**Document excerpt**:
........

World War I had entered a phase of uncertainty, since Germany's advantage on the eastern front was offset by the United States entering the war on 6 April and destabilizing the western front.

Although its effects had yet to manifest during the Crisis of 1917, the Spanish Flu was developing in the winter of 1917–1918, and would become the deadliest pandemic of the Late Modern Period. It received its name because Spanish newspapers, free from wartime censorship due to Spain's neutrality, were the first to report on it. The death toll of 50 to 100 million would greatly surpass the deaths of World War I, which contributed enormously to the spread of the epidemic around the world at a scale and speed never before experienced. The effects on Spain were dire: 8 million infected and 300,000 dead, although official statistics put the number of dead at 147,114.

Spain's neutrality in World War I increased a number of its exports, from agricultural and mineral raw materials to manufactured goods from the emerging industrial sector, particularly Catalonian textiles and Basque ironworks. The balance of trade grew from a deficit of more than one hundred million pesetas to a surplus of five hundred million pesetas. This economic boom favored the industrial and commercial middle class and the financial and land-owning oligarchy, but also produced rising inflation while salaries stagnated. As profits were experiencing extraordinary growth rates, standards of living decreased significantly for the general populace, especially for the urban and industrial proletariat, although they were able to maintain pressure to achieve higher wages. In the countryside the situation was different: inflation had a greater impact, but more direct food availability lessened its effects on small landowners and tenants, predominant in the agrarian structure of northern Spain. It was quite the opposite, however, for landless laborers, a fundamental part of the workforce in the southern half of Spain, especially in Andalusia and Extremadura. The result of the process, already acutely visible in 1917, was a radical redistribution of national income, both between social classes and among territories. Rural exodus and disproportionate development between the industrial and agricultural sectors progressively worsened rural-urban tensions and the center-periphery.

........

**Record extracts**:
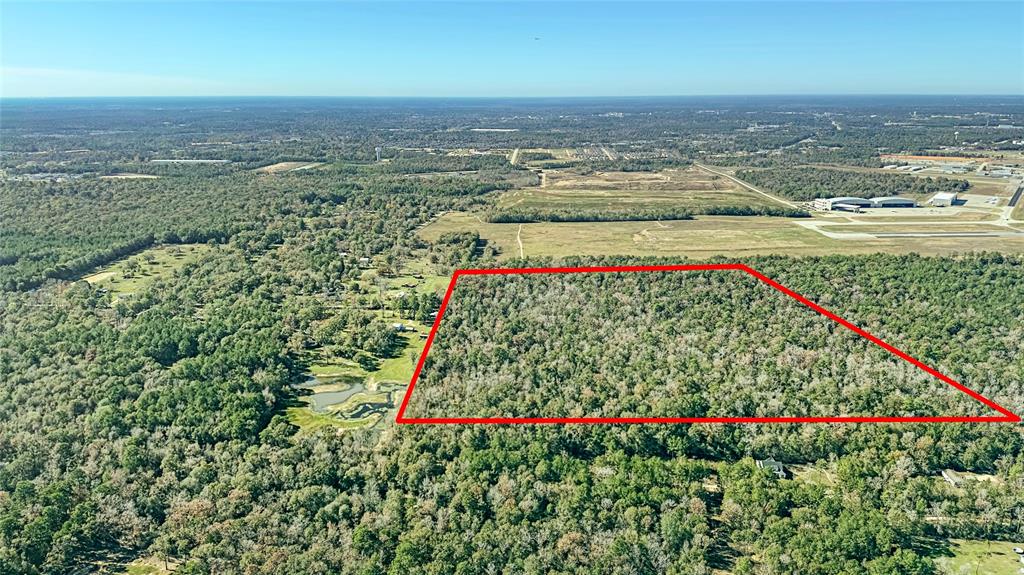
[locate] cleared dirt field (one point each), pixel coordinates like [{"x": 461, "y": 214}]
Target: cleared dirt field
[
  {"x": 642, "y": 190},
  {"x": 701, "y": 237},
  {"x": 941, "y": 159}
]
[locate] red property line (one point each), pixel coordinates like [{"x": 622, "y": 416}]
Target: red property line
[{"x": 1006, "y": 414}]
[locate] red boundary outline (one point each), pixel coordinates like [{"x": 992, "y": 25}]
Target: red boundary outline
[{"x": 1006, "y": 414}]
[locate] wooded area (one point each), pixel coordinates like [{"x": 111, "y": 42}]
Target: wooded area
[{"x": 155, "y": 425}]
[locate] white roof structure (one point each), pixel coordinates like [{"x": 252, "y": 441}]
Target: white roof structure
[
  {"x": 893, "y": 200},
  {"x": 851, "y": 201}
]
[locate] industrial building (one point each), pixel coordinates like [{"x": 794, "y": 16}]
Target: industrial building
[
  {"x": 893, "y": 202},
  {"x": 850, "y": 204},
  {"x": 845, "y": 204}
]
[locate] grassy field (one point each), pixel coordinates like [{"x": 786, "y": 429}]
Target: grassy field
[
  {"x": 288, "y": 167},
  {"x": 981, "y": 558},
  {"x": 391, "y": 373},
  {"x": 701, "y": 237},
  {"x": 632, "y": 190},
  {"x": 123, "y": 277}
]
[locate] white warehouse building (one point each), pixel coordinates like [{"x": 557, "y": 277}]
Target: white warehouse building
[
  {"x": 851, "y": 204},
  {"x": 893, "y": 202}
]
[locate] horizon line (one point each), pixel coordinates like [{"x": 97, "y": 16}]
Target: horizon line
[{"x": 511, "y": 97}]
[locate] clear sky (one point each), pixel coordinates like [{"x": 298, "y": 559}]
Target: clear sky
[{"x": 509, "y": 49}]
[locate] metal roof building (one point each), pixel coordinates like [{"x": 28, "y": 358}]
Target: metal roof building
[{"x": 893, "y": 202}]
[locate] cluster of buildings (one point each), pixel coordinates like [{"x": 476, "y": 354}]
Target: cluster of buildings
[{"x": 851, "y": 204}]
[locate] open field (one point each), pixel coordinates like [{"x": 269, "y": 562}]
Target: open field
[
  {"x": 635, "y": 190},
  {"x": 288, "y": 167},
  {"x": 132, "y": 274},
  {"x": 910, "y": 227},
  {"x": 938, "y": 159},
  {"x": 981, "y": 558},
  {"x": 701, "y": 237}
]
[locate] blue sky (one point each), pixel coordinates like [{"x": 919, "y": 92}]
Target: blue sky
[{"x": 509, "y": 49}]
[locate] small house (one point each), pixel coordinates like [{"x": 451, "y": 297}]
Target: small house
[{"x": 772, "y": 466}]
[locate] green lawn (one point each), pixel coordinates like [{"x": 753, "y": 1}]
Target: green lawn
[
  {"x": 153, "y": 264},
  {"x": 307, "y": 421},
  {"x": 981, "y": 558}
]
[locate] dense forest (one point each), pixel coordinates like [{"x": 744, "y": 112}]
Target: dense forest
[
  {"x": 693, "y": 344},
  {"x": 809, "y": 183},
  {"x": 156, "y": 426}
]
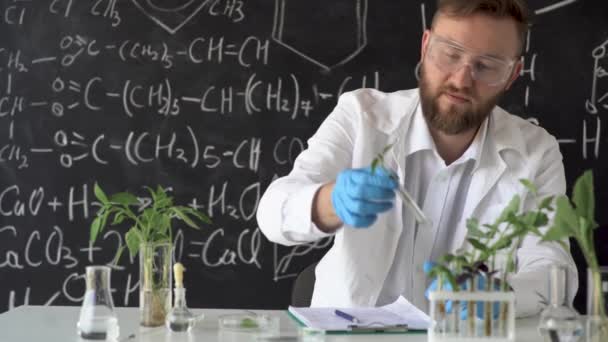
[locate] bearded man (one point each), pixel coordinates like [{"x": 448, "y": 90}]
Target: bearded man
[{"x": 453, "y": 149}]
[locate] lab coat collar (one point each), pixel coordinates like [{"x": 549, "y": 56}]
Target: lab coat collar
[{"x": 393, "y": 115}]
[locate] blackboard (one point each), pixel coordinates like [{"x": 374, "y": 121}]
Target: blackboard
[{"x": 214, "y": 99}]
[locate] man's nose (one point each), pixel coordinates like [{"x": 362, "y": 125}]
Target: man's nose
[{"x": 462, "y": 77}]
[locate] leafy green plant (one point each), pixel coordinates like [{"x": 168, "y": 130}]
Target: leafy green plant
[
  {"x": 505, "y": 234},
  {"x": 379, "y": 159},
  {"x": 151, "y": 225},
  {"x": 575, "y": 218},
  {"x": 151, "y": 235}
]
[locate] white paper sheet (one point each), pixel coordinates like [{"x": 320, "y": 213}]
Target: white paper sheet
[{"x": 399, "y": 312}]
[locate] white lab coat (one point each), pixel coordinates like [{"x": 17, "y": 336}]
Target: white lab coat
[{"x": 354, "y": 269}]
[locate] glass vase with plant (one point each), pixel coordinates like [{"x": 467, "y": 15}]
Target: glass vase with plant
[
  {"x": 481, "y": 272},
  {"x": 575, "y": 218},
  {"x": 150, "y": 236}
]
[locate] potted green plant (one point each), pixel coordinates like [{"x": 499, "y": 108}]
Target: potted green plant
[
  {"x": 151, "y": 236},
  {"x": 575, "y": 218}
]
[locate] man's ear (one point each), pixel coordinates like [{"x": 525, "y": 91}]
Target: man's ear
[
  {"x": 424, "y": 44},
  {"x": 515, "y": 74}
]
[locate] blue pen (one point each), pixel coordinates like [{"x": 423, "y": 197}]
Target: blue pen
[{"x": 346, "y": 316}]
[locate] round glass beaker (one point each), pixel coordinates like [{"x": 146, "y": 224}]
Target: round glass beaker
[{"x": 97, "y": 319}]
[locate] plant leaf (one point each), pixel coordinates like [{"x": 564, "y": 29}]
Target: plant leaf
[
  {"x": 473, "y": 228},
  {"x": 184, "y": 217},
  {"x": 124, "y": 198},
  {"x": 565, "y": 217},
  {"x": 546, "y": 203},
  {"x": 477, "y": 244},
  {"x": 502, "y": 243},
  {"x": 583, "y": 196},
  {"x": 95, "y": 227},
  {"x": 529, "y": 185},
  {"x": 101, "y": 196},
  {"x": 118, "y": 255},
  {"x": 119, "y": 217},
  {"x": 555, "y": 233},
  {"x": 134, "y": 239}
]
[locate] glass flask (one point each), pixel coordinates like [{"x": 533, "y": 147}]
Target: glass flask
[
  {"x": 97, "y": 319},
  {"x": 559, "y": 322},
  {"x": 180, "y": 319}
]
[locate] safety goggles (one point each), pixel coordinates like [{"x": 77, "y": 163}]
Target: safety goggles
[{"x": 449, "y": 57}]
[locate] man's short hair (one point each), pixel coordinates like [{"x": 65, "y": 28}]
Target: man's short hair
[{"x": 515, "y": 9}]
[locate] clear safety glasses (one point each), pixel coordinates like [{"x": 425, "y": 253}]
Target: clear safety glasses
[{"x": 449, "y": 57}]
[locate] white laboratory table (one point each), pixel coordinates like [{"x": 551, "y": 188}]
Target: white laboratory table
[{"x": 58, "y": 324}]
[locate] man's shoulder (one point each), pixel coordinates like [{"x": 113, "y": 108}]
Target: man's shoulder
[{"x": 522, "y": 134}]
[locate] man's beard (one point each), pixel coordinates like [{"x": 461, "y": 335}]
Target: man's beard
[{"x": 455, "y": 120}]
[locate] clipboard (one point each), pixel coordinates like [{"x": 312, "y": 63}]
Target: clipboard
[{"x": 358, "y": 329}]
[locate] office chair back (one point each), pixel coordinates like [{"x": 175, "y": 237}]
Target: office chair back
[{"x": 301, "y": 292}]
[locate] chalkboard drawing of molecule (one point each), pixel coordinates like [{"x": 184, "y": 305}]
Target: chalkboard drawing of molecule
[
  {"x": 171, "y": 15},
  {"x": 325, "y": 33},
  {"x": 599, "y": 95}
]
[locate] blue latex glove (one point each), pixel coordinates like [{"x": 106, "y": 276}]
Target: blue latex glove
[
  {"x": 360, "y": 195},
  {"x": 446, "y": 286}
]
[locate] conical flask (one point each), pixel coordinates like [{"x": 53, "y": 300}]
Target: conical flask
[
  {"x": 97, "y": 319},
  {"x": 558, "y": 321}
]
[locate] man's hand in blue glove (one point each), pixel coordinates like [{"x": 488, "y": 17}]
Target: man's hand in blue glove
[
  {"x": 446, "y": 286},
  {"x": 360, "y": 195}
]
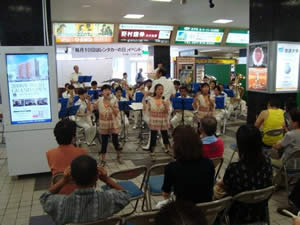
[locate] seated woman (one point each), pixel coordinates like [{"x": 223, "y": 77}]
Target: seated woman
[
  {"x": 271, "y": 119},
  {"x": 191, "y": 176},
  {"x": 61, "y": 157},
  {"x": 253, "y": 171},
  {"x": 290, "y": 140},
  {"x": 213, "y": 147}
]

........

**Work item**:
Continue the passage on Spain in 1917 from its last sentence.

**Exercise response**:
The Defence Juntas (Juntas de Defensa) were a military union movement created without the approval of the Spanish legislature, and represented a clear challenge to the liberal government of Manuel García Prieto, who, unable to control them, was forced to resign. His replacement, the conservative Eduardo Dato, legalized the Juntas.

The Juntas selected a name that was common among Spanish institutions and had credibility from its use in the popular uprising of the War for Independence. They claimed that their purpose was to defend the interests of mid-ranking military officials, but their goal of political intervention was clear.

The military's obsession with national unity had become one if its greatest mobilizing factors, manifesting in the 1905 attack on the satirical Catalan publication, ¡Cu-Cut!. After the attack, the governor attempted to appease them by passing the Law of Jurisdictions, which gave the military jurisdiction over "oral and written offenses against national unity, the flag, or the military's honor." Members of the military found themselves in a peculiar social situation: soldiers in almost every other world military were experiencing great social mobility on the merits of war and the need to recruit huge numbers of soldiers, while Spanish soldiers were reduced to inaction. They could not even be compensated with stations in the colonies, since those had been lost in the Spanish–American War of 1898. In fact, the Spanish military had an overabundance of officers, with 16,000 officers per 80,000 soldiers, compared to France's 29,000 officers per 500,000 soldiers. Resentments within the army were developing between the only colonial destinations in Morocco and the rest. Inflation continued to diminish the buying power of military salaries, which were set by the rigid state budget, unlike the more flexible contracts of workers.